+++ Quoted text

And another quick coding post; this one came up in an email conversation with Charles Bloom. The question was how to optimally select per-pixel color indices for DXT5 alpha blocks. DXT5 stores two 8-bit reference values per block. Depending on whether the first one is larger than the second or not, one out of two possible “color maps” is selected: There’s either the two extremal points and 6 interpolated colors between them (spaced uniformly), or 0, 255, the two extremal points, and 4 interpolated colors. The problem is how to assign the 3-bit color map indices for each of the 16 pixels in a DXT block in a way that minimizes error.

Let’s start with the first encoding: This seems like a trivial uniform quantization problem, but there’s some subtletly with the rounding involved. The solution is not quite what you’d expect. What I ended up with was (assuming the two endpoint values are “min” and “max”, min < max, and val is the current alpha value to be encoded with min <= val <= max)

  int range = max - min;
  int bias = (range < 8) ? (range-1) : (range/2 + 2);
  int index = ((val - min) * 7 + bias) / range;

This is exact – it picks the optimal solution for all valid combinations of min, max, and val. This is a “monotonicized” index, by the way, increasing from 0 for min to 7 for max; actual DXT encoding assigns the color map slots differently, so you need to remap the index values before actually generating the bits for the coded DXT5 block. But the simple increasing sequence is way more convenient to work with here.

++++++
+++ Information supplied

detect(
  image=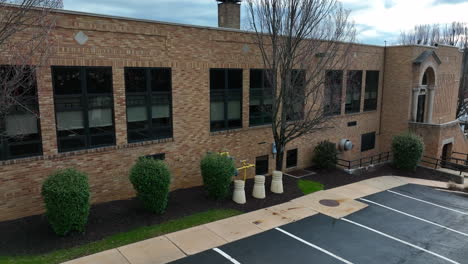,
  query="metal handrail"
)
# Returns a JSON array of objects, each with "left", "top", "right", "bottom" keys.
[
  {"left": 420, "top": 156, "right": 468, "bottom": 175},
  {"left": 337, "top": 152, "right": 391, "bottom": 170}
]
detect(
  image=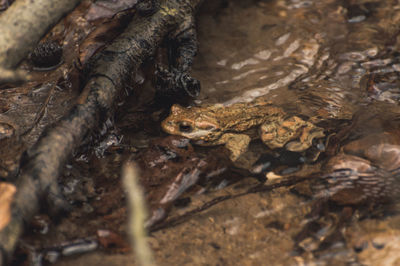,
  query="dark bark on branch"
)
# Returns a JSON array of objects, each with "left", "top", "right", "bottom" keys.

++++++

▶ [Set tasks]
[A] According to the DXT5 alpha text, how many 8-bit reference values does DXT5 store per block?
[B] Extend the text on DXT5 alpha index selection, picking up right after its last sentence.
The entries were taken from a different source than the text.

▶ [Per-task outputs]
[A] Two.

[B]
For the most part this is what one would expect, but the expression to compute the correct rounding bias is somewhat puzzling. I first tried to come up with this algebraically and didn’t really get anywhere. So I decided to experiment a bit. The first observation was that the linear interpolation in DXT is symmetric with regards to the two endpoints, so you can assume min<=max without loss of generality (actually min < max, since min=max picks the other encoding with just 4 interpolated values). Another property is that the index determination has a “translational symmetry” – if you add (or subtract) the same value from min, max and val, the solution doesn’t change. This means that the optimum bias can only depend on the difference between max and min. And given our restrictions (min<=max, 8 bit values), we know 0 <= max-min <= 255. Writing a program to determine the optimal biases for all of these is pretty straightforward from there; I then found the bias expression in the source fragment above by just eyeballing the results. Retroactively, it isn’t hard to justify – for range >= 8, you’re “compressing” a larger set of values into a smaller one, while range<8 has more color map entries than distinct values.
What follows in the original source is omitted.